Goal A: List every case the court opinion excerpt cites by name, leaving out the case in its title.
— begin Text excerpt —
Henderson v. Flemming
Henderson v. Flemming
Opinion of the Court
The question we have to determine is the one which the Secretary through the decision of the Appeals Council posed:
“Actually, the simple issue as it was aptly stated * * * to the Appeals Council * * * is whether, in order to qualify for social security benefits, this claimant [Mrs. Poole] had to personally supervise her farming operations, or whether such operations could be carried on through*884 agents or employees.”1 *(Emphasis in original.)
Before us the Secretary perhaps seeks to escape from this delineation by suggesting that more properly the question is whether on the record as a whole the fact findings (including inferences) are sustained by substantial evidence. This is, of course, the test prescribed by § 205 (g), 42 U.S.C.A. § 405(g); Boyd v. Folsom, 3 Cir., 1958, 257 F.2d 778, 781; Carque-ville v. Flemming, 7 Cir., 1959, 263 F.2d 875, 877; Hobby v. Burke, 5 Cir., 1956, 227 F.2d 932. But running through that whole concept as a principal thread is the idea that the fact findings are acceptable only where it is evident that the correct legal standard has been employed by the trier of the fact. Cf. Galena Oaks Corp. v. Scofield, 5 Cir., 1954, 218 F.2d 217; Mitchell v. Raines, 5 Cir., 1956, 238 F.2d 186; United States v. Williamson, 5 Cir., 1958, 255 F.2d 512, 515.
— end Text excerpt —
— begin Data for the task —
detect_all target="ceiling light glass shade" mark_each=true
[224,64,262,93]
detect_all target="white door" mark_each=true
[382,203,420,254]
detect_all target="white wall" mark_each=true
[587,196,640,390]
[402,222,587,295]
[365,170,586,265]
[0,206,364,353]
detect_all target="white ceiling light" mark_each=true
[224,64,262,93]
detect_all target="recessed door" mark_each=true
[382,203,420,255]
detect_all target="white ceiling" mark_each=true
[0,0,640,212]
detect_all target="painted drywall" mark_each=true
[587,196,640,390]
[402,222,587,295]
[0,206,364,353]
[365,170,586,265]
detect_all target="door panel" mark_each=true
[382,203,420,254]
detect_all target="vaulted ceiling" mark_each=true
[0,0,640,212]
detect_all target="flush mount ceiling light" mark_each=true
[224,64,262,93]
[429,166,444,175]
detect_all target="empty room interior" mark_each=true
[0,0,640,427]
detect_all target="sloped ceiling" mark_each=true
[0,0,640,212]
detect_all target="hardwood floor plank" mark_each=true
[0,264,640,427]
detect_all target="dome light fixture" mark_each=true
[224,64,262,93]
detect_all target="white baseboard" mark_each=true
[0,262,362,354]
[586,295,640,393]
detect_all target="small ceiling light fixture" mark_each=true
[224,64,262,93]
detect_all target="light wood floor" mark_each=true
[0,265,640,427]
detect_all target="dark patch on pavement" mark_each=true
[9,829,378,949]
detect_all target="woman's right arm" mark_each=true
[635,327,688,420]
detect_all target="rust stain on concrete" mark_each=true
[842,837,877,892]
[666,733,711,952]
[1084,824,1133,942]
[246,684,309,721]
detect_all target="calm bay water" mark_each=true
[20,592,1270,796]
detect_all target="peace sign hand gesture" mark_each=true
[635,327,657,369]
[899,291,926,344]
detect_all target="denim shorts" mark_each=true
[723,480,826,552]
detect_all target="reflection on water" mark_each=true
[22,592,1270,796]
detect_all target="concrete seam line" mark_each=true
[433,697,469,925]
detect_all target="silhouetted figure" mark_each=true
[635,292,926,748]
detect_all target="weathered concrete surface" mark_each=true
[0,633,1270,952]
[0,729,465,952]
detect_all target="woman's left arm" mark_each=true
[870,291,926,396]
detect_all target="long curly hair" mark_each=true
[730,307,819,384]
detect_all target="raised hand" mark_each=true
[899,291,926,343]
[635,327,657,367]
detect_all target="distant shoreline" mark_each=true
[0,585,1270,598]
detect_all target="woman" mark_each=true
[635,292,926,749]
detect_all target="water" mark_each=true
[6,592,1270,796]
— end Data for the task —
Goal B: Render the entries, starting at their first line and ending at the line that contains "[870,291,926,396]", as a JSON list of strings with one string per line, omitting blank lines.

Correct answer A:
Boyd v. Folsom
Carque-ville v. Flemming
Hobby v. Burke
Galena Oaks Corp. v. Scofield
Mitchell v. Raines
United States v. Williamson

Correct answer B:
[
  "detect_all target=\"ceiling light glass shade\" mark_each=true",
  "[224,64,262,93]",
  "detect_all target=\"white door\" mark_each=true",
  "[382,203,420,254]",
  "detect_all target=\"white wall\" mark_each=true",
  "[587,196,640,390]",
  "[402,222,587,295]",
  "[365,170,586,265]",
  "[0,206,364,353]",
  "detect_all target=\"white ceiling light\" mark_each=true",
  "[224,64,262,93]",
  "detect_all target=\"recessed door\" mark_each=true",
  "[382,203,420,255]",
  "detect_all target=\"white ceiling\" mark_each=true",
  "[0,0,640,212]",
  "detect_all target=\"painted drywall\" mark_each=true",
  "[587,196,640,390]",
  "[402,222,587,295]",
  "[0,206,364,353]",
  "[365,170,586,265]",
  "detect_all target=\"door panel\" mark_each=true",
  "[382,203,420,254]",
  "detect_all target=\"vaulted ceiling\" mark_each=true",
  "[0,0,640,212]",
  "detect_all target=\"flush mount ceiling light\" mark_each=true",
  "[224,64,262,93]",
  "[429,166,444,175]",
  "detect_all target=\"empty room interior\" mark_each=true",
  "[0,0,640,427]",
  "detect_all target=\"sloped ceiling\" mark_each=true",
  "[0,0,640,212]",
  "detect_all target=\"hardwood floor plank\" mark_each=true",
  "[0,264,640,427]",
  "detect_all target=\"dome light fixture\" mark_each=true",
  "[224,64,262,93]",
  "detect_all target=\"white baseboard\" mark_each=true",
  "[0,262,362,354]",
  "[586,295,640,393]",
  "detect_all target=\"small ceiling light fixture\" mark_each=true",
  "[224,64,262,93]",
  "detect_all target=\"light wood floor\" mark_each=true",
  "[0,265,640,427]",
  "detect_all target=\"dark patch on pavement\" mark_each=true",
  "[9,829,378,949]",
  "detect_all target=\"woman's right arm\" mark_each=true",
  "[635,327,688,420]",
  "detect_all target=\"rust stain on concrete\" mark_each=true",
  "[842,837,877,892]",
  "[666,733,711,952]",
  "[1084,824,1133,942]",
  "[246,684,309,721]",
  "detect_all target=\"calm bay water\" mark_each=true",
  "[20,592,1270,796]",
  "detect_all target=\"peace sign hand gesture\" mark_each=true",
  "[635,327,657,369]",
  "[899,291,926,344]",
  "detect_all target=\"denim shorts\" mark_each=true",
  "[723,480,826,552]",
  "detect_all target=\"reflection on water\" mark_each=true",
  "[22,592,1270,796]",
  "detect_all target=\"concrete seam line\" mark_each=true",
  "[433,697,469,925]",
  "detect_all target=\"silhouetted figure\" mark_each=true",
  "[635,292,926,748]",
  "detect_all target=\"weathered concrete surface\" mark_each=true",
  "[0,633,1270,952]",
  "[0,729,465,952]",
  "detect_all target=\"woman's left arm\" mark_each=true",
  "[870,291,926,396]"
]